Wenig Erkältungen, kaum Grippe – doch wie lange noch?

Früher waren gewöhnliche Erkältungen kaum der Rede wert. Doch nun machen sie uns temporär zu unerwünschten Subjekten, welche die Gesellschaft meiden müssen. Selbst mit negativem Corona-Testresultat dürfen wir uns beim leichtesten Husten nicht mehr unter die Leute wagen – die epidemiologische Harmlosigkeit steht uns ja nicht ins Gesicht geschrieben.

Es gibt also gute Gründe, jedes Kratzen im Hals rasch und unerbittlich zu bekämpfen. Doch ist deswegen der Absatz an Erkältungsmitteln in die Höhe geschnellt? Nein, im Gegenteil. «Die Verkäufe von Produkten gegen Erkältung gingen zurück», heisst es beispielsweise bei Galenica, dem Betreiber der Apothekenketten Amavita und Sun Store. Auch bei Coop Vitality verspürt man aktuell einen «leichten Rückgang» der Nachfrage nach diesen Produkten.

Für Erkältungen kommen mehr als 200 verschiedene Erreger infrage

Dafür gibt es eine einfache Erklärung: Vermutlich sind im Moment weniger Menschen erkältet als üblicherweise in dieser Jahreszeit. Und dies dank der Coronapandemie. Denn auch die über 200 Erreger, die gewöhnliche Erkältungen aus­lösen können, verbreiten sich hauptsächlich über Tröpfchen, die beim Husten, Niesen oder Sprechen versprüht werden, oder als Schmierinfektionen über die Hände. Mit den Massnahmen gegen Covid-19 bekämpfen wir auch Erkältungen.

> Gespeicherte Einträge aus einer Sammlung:

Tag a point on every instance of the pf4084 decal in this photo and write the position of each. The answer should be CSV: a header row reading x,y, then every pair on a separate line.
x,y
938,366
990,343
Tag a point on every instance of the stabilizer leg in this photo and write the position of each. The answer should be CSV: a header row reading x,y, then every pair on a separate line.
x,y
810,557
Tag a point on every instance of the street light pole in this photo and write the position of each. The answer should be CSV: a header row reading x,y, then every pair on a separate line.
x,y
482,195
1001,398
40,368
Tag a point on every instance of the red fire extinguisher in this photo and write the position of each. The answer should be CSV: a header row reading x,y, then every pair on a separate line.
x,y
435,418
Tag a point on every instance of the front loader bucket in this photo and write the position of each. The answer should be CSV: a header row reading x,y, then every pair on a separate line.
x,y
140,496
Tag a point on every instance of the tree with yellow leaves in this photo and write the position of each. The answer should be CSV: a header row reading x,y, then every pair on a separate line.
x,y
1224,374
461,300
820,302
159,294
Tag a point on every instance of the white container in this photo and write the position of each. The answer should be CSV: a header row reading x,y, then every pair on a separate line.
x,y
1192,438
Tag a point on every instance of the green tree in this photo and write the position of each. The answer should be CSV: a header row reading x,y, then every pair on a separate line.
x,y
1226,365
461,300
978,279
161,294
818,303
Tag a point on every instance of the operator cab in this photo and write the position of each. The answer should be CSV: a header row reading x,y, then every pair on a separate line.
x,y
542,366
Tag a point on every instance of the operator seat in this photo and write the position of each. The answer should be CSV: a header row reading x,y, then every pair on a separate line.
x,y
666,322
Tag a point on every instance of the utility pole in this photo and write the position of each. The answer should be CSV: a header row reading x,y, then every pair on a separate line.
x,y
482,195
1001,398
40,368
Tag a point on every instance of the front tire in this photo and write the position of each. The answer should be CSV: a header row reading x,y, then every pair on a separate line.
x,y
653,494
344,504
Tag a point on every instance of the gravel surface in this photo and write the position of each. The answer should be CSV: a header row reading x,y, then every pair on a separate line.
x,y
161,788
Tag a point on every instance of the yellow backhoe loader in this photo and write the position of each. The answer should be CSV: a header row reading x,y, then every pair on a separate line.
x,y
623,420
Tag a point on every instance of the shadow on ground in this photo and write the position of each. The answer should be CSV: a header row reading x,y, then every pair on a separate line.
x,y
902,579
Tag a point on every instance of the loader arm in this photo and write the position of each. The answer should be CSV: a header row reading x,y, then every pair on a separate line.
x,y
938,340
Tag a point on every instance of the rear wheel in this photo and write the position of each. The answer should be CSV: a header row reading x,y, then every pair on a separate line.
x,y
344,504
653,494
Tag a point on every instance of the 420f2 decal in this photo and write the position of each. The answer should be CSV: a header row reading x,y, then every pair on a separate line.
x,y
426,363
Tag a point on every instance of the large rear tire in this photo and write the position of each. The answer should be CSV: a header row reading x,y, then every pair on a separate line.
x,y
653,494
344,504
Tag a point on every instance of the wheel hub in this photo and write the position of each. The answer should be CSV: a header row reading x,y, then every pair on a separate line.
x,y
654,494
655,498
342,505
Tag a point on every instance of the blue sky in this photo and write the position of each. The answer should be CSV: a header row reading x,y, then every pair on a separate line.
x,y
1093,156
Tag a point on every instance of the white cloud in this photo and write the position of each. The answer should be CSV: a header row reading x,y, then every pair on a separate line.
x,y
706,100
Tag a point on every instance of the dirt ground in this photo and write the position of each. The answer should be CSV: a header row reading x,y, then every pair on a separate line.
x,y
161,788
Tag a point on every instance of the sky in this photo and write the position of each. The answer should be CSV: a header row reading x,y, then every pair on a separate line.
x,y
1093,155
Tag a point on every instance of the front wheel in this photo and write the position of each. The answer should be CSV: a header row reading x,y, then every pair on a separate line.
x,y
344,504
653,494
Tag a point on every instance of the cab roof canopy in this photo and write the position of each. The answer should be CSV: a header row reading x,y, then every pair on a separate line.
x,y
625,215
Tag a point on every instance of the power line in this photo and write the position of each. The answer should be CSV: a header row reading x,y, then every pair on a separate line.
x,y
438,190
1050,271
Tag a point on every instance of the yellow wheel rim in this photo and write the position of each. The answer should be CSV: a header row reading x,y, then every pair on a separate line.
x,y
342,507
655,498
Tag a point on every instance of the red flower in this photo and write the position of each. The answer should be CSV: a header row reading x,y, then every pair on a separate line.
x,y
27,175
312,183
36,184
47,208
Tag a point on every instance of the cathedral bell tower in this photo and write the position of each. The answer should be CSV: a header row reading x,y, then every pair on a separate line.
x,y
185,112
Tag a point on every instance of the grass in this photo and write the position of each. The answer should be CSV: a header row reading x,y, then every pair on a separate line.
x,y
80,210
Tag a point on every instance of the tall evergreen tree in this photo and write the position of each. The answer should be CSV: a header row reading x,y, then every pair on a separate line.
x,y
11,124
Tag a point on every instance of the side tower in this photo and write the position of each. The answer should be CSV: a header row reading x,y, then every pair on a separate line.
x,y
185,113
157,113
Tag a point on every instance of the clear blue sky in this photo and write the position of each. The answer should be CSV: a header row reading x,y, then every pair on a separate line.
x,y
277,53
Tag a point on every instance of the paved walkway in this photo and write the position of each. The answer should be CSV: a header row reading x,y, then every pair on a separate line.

> Ihre Aufgabe: Tippen Sie den Text über Erkältungen und Grippe vollständig und zeichengenau ab.

> Antwort:
Wenig Erkältungen, kaum Grippe – doch wie lange noch?

Früher waren gewöhnliche Erkältungen kaum der Rede wert. Doch nun machen sie uns temporär zu unerwünschten Subjekten, welche die Gesellschaft meiden müssen. Selbst mit negativem Corona-Testresultat dürfen wir uns beim leichtesten Husten nicht mehr unter die Leute wagen – die epidemiologische Harmlosigkeit steht uns ja nicht ins Gesicht geschrieben.

Es gibt also gute Gründe, jedes Kratzen im Hals rasch und unerbittlich zu bekämpfen. Doch ist deswegen der Absatz an Erkältungsmitteln in die Höhe geschnellt? Nein, im Gegenteil. «Die Verkäufe von Produkten gegen Erkältung gingen zurück», heisst es beispielsweise bei Galenica, dem Betreiber der Apothekenketten Amavita und Sun Store. Auch bei Coop Vitality verspürt man aktuell einen «leichten Rückgang» der Nachfrage nach diesen Produkten.

Für Erkältungen kommen mehr als 200 verschiedene Erreger infrage

Dafür gibt es eine einfache Erklärung: Vermutlich sind im Moment weniger Menschen erkältet als üblicherweise in dieser Jahreszeit. Und dies dank der Coronapandemie. Denn auch die über 200 Erreger, die gewöhnliche Erkältungen aus­lösen können, verbreiten sich hauptsächlich über Tröpfchen, die beim Husten, Niesen oder Sprechen versprüht werden, oder als Schmierinfektionen über die Hände. Mit den Massnahmen gegen Covid-19 bekämpfen wir auch Erkältungen.